* Exercise requirements
Please reproduce the rows verbatim, from the line containing "Could you kindly point to the stack" through the last row, inclusive.

* START Raw records *

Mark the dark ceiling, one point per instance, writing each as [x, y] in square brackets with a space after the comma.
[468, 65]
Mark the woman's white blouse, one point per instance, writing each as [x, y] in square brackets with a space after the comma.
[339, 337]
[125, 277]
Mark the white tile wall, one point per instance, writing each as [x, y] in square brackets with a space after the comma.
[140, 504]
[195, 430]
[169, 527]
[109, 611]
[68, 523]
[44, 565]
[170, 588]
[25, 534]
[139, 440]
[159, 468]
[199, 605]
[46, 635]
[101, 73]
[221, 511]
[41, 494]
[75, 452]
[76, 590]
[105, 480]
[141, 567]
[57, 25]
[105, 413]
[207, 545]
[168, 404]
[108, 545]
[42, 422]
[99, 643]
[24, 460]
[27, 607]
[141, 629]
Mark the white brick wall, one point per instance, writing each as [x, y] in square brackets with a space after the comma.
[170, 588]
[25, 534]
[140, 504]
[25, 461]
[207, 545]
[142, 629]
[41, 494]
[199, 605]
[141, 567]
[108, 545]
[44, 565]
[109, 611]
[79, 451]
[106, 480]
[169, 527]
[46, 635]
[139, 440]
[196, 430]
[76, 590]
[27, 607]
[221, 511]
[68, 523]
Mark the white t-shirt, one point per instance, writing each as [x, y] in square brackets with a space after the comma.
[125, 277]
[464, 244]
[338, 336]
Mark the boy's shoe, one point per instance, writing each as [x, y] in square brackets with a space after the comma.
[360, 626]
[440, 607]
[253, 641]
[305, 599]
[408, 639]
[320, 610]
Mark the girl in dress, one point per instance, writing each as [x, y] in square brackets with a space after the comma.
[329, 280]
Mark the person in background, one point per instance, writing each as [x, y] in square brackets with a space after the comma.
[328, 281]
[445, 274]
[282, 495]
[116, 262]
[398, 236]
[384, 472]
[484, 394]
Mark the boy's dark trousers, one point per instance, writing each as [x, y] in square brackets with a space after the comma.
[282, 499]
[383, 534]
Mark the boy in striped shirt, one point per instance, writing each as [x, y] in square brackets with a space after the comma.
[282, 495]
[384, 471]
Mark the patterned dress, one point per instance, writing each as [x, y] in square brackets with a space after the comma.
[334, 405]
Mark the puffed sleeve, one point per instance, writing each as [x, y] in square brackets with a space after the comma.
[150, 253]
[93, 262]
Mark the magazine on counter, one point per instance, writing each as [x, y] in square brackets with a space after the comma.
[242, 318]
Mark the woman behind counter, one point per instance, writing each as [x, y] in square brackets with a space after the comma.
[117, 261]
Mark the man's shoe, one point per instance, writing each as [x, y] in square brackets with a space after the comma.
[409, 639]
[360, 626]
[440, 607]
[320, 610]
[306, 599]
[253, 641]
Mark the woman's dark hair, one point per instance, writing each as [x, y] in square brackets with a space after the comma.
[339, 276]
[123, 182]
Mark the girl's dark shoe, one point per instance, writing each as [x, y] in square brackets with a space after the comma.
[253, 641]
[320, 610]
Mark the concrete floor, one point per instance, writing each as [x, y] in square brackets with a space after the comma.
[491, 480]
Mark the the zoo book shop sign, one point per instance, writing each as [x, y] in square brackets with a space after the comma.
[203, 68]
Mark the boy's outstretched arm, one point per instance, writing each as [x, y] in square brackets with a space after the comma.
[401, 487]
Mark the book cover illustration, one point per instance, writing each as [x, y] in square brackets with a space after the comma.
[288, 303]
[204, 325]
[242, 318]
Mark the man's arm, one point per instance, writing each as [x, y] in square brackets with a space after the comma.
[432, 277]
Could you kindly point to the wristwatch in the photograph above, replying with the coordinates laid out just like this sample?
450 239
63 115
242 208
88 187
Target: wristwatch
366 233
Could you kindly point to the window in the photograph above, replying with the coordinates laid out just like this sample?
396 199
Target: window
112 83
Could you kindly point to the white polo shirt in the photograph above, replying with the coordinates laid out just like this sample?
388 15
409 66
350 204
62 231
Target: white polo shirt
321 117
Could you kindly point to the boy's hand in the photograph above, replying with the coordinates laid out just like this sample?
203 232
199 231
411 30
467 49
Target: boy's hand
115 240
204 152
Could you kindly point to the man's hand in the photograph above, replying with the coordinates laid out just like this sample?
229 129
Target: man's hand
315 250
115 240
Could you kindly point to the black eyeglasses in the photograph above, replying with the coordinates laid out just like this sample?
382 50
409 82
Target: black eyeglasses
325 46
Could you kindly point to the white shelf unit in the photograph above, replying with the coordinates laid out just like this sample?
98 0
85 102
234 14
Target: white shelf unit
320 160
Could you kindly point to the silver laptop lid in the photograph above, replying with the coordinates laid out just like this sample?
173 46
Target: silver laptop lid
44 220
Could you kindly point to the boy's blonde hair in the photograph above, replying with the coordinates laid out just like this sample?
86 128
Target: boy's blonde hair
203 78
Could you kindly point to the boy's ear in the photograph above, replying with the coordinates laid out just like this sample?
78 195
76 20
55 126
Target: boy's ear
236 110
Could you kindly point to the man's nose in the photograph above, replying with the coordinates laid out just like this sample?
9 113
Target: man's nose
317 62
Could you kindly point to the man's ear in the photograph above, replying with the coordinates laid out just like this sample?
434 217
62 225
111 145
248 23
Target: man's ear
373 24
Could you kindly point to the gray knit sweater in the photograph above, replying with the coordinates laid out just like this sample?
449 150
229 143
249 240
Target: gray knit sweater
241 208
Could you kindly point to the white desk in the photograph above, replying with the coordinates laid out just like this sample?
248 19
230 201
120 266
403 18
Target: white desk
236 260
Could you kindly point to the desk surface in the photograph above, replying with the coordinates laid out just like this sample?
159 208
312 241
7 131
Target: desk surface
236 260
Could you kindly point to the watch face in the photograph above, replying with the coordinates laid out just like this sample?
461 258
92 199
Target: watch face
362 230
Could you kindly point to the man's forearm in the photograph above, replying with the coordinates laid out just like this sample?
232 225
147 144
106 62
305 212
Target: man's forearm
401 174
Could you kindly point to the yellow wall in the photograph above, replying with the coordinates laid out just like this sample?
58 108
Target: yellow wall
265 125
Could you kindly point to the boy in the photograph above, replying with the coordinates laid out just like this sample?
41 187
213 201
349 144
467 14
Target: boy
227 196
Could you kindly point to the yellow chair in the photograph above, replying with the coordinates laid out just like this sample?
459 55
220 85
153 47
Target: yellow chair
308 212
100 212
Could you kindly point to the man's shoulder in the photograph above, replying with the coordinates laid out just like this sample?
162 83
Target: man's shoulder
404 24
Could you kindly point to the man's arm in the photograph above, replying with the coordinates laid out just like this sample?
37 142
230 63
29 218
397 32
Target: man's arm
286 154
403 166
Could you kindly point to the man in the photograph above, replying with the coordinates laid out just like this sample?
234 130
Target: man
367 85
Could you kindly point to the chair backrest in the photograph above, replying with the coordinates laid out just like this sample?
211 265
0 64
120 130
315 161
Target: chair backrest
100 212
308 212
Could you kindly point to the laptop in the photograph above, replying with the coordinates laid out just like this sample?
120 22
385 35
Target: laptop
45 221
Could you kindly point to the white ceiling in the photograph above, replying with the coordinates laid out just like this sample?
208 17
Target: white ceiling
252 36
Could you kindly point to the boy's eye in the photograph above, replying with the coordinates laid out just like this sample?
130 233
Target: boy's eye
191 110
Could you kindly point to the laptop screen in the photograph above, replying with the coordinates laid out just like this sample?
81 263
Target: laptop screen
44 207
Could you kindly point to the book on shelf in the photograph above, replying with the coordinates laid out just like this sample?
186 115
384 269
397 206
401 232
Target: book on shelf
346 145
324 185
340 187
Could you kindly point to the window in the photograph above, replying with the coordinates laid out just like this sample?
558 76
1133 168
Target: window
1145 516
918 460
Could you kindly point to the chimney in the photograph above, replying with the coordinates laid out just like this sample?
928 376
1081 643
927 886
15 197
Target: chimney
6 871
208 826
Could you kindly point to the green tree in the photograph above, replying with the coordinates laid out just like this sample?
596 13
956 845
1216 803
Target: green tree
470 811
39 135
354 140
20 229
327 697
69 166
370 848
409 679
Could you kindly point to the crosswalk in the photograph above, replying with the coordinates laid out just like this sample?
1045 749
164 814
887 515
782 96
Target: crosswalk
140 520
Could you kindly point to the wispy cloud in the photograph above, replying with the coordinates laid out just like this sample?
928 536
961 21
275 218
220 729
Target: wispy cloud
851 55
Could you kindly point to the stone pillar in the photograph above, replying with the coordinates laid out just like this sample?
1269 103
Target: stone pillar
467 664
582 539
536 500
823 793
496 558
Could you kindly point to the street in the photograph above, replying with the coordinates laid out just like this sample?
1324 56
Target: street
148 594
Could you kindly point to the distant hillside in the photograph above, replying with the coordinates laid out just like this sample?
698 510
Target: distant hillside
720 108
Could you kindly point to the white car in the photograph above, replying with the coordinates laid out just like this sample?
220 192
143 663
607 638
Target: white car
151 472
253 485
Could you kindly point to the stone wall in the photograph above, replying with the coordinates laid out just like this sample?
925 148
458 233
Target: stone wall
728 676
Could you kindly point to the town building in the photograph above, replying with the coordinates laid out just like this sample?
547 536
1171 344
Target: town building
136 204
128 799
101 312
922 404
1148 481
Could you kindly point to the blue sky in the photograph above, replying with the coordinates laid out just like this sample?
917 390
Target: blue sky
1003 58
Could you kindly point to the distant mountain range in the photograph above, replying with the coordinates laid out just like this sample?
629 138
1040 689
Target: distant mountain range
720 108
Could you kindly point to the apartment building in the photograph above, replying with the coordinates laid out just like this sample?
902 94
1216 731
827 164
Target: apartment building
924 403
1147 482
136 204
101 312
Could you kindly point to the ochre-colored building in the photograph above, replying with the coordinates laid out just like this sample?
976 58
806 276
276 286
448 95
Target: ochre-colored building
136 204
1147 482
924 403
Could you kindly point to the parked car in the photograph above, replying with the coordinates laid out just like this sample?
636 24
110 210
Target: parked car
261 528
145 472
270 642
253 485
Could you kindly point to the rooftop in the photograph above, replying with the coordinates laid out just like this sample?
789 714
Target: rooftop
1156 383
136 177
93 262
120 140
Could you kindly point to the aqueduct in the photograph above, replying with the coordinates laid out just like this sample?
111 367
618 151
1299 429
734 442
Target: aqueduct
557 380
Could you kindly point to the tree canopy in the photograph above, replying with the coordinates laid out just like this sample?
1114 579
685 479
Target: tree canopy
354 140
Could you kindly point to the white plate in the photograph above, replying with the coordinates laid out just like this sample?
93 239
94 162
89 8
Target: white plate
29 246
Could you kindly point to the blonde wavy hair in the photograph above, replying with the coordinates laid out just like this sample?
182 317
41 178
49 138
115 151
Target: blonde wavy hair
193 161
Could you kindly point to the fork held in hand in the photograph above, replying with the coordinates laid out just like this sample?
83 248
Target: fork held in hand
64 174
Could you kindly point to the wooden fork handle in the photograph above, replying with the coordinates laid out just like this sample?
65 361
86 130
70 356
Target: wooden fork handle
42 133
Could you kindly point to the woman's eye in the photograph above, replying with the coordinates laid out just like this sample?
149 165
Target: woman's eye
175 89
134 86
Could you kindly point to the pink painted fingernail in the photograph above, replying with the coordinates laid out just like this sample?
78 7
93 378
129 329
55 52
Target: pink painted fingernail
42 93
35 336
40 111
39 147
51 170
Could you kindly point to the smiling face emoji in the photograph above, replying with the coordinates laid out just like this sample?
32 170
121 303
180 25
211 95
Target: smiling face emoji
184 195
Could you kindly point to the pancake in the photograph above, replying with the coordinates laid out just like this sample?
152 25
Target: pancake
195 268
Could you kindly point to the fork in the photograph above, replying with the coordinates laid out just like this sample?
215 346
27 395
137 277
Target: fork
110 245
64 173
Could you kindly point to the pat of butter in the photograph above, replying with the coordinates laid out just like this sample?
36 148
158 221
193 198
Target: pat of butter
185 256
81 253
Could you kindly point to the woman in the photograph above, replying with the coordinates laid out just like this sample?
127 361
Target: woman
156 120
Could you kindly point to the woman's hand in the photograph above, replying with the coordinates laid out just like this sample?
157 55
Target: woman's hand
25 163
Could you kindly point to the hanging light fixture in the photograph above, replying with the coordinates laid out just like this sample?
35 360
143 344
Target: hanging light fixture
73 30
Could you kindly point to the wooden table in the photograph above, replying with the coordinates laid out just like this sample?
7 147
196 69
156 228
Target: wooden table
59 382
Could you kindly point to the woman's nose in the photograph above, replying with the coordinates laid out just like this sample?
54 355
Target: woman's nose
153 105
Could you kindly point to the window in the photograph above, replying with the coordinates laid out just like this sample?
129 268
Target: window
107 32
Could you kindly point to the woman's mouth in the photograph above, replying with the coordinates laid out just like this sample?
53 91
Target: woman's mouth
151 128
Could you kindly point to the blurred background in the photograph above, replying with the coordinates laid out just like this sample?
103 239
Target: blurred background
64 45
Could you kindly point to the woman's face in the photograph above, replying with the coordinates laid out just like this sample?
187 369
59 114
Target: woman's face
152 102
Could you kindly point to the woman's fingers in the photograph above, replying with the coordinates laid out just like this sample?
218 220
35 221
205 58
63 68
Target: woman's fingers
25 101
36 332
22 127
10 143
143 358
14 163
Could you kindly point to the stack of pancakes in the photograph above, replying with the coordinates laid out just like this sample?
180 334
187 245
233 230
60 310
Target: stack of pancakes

* END Raw records *

* Problem solution
Could you kindly point to the stack of pancakes in the photograph above, replying with the coordinates laid out just like this sample?
180 334
187 245
233 230
60 310
Target: stack of pancakes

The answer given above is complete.